------ Source material
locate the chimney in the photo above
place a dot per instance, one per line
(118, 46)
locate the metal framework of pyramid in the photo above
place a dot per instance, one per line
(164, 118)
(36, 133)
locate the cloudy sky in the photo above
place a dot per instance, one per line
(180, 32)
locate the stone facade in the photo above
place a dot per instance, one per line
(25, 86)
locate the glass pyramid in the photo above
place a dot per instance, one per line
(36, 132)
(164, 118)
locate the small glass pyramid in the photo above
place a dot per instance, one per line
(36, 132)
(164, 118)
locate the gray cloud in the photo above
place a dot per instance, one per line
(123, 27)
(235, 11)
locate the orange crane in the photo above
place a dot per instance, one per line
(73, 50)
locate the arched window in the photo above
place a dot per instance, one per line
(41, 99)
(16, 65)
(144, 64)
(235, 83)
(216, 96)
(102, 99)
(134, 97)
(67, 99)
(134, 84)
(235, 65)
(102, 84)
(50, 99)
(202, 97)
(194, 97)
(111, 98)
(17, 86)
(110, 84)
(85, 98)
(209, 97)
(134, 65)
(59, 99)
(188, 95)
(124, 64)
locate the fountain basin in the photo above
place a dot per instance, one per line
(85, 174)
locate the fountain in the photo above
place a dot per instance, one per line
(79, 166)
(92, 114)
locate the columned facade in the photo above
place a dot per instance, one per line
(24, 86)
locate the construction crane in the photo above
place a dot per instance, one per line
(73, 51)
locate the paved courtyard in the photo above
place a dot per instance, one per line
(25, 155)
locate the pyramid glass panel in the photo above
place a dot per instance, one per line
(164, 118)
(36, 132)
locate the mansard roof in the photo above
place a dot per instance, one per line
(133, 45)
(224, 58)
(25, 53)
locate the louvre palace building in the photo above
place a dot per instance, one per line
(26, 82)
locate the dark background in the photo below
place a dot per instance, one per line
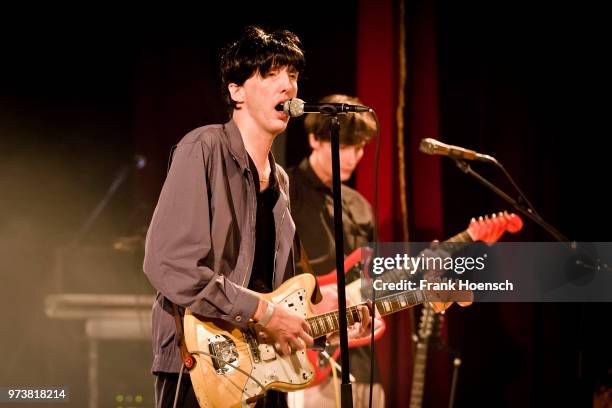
------------
:: Job ::
Rewrite all of the lines above as a numbered list, skipping any blank lines and leaving the picture out.

:: Task solution ::
1. locate the chimney in the photo above
2. place a dot per instance, one per line
3. (118, 46)
4. locate the metal framework of pyramid in the photo above
5. place a dot per instance, one per line
6. (164, 118)
7. (36, 133)
8. locate the cloudy sky in the photo above
9. place a dot per instance, one per line
10. (180, 32)
11. locate the stone facade in the photo above
12. place a dot per instance, one per line
13. (25, 86)
14. locate the glass pyramid in the photo above
15. place a dot per instance, one per line
16. (36, 132)
17. (164, 118)
18. locate the small glass pyramid in the photo above
19. place a dot per instance, one per line
20. (36, 132)
21. (164, 118)
22. locate the gray cloud in the photo above
23. place a dot per instance, one per line
24. (123, 27)
25. (235, 11)
26. locate the orange crane in the photo above
27. place a dot per instance, one per line
28. (73, 50)
29. locate the arched window in the photo above
30. place a dot per instance, one per line
31. (41, 99)
32. (16, 65)
33. (144, 64)
34. (235, 83)
35. (216, 96)
36. (102, 99)
37. (134, 97)
38. (67, 99)
39. (134, 84)
40. (235, 65)
41. (102, 84)
42. (50, 99)
43. (202, 97)
44. (194, 97)
45. (111, 98)
46. (17, 86)
47. (110, 84)
48. (85, 98)
49. (209, 97)
50. (134, 65)
51. (59, 99)
52. (188, 95)
53. (124, 64)
54. locate the fountain basin in the photo above
55. place a dot per instance, one per line
56. (85, 174)
57. locate the fountain in the photo above
58. place a dot per instance, one per line
59. (79, 166)
60. (92, 114)
61. locate the columned facade in the photo above
62. place a dot per instance, one per line
63. (24, 86)
64. locate the construction crane in the photo above
65. place a dot per instance, one per line
66. (73, 51)
67. locate the paved courtyard in the photo above
68. place a dot per instance, one per line
69. (25, 155)
70. locate the pyramid glass panel in the photo above
71. place a dot per instance, one per line
72. (164, 118)
73. (36, 132)
74. locate the mansard roof in the photo above
75. place a dot per instance, one per line
76. (133, 45)
77. (224, 58)
78. (25, 53)
79. locate the louvre palace building in the photo above
80. place a dot per instance, one per line
81. (26, 82)
82. locate the dark background in the photo below
83. place a dot per instance, one per line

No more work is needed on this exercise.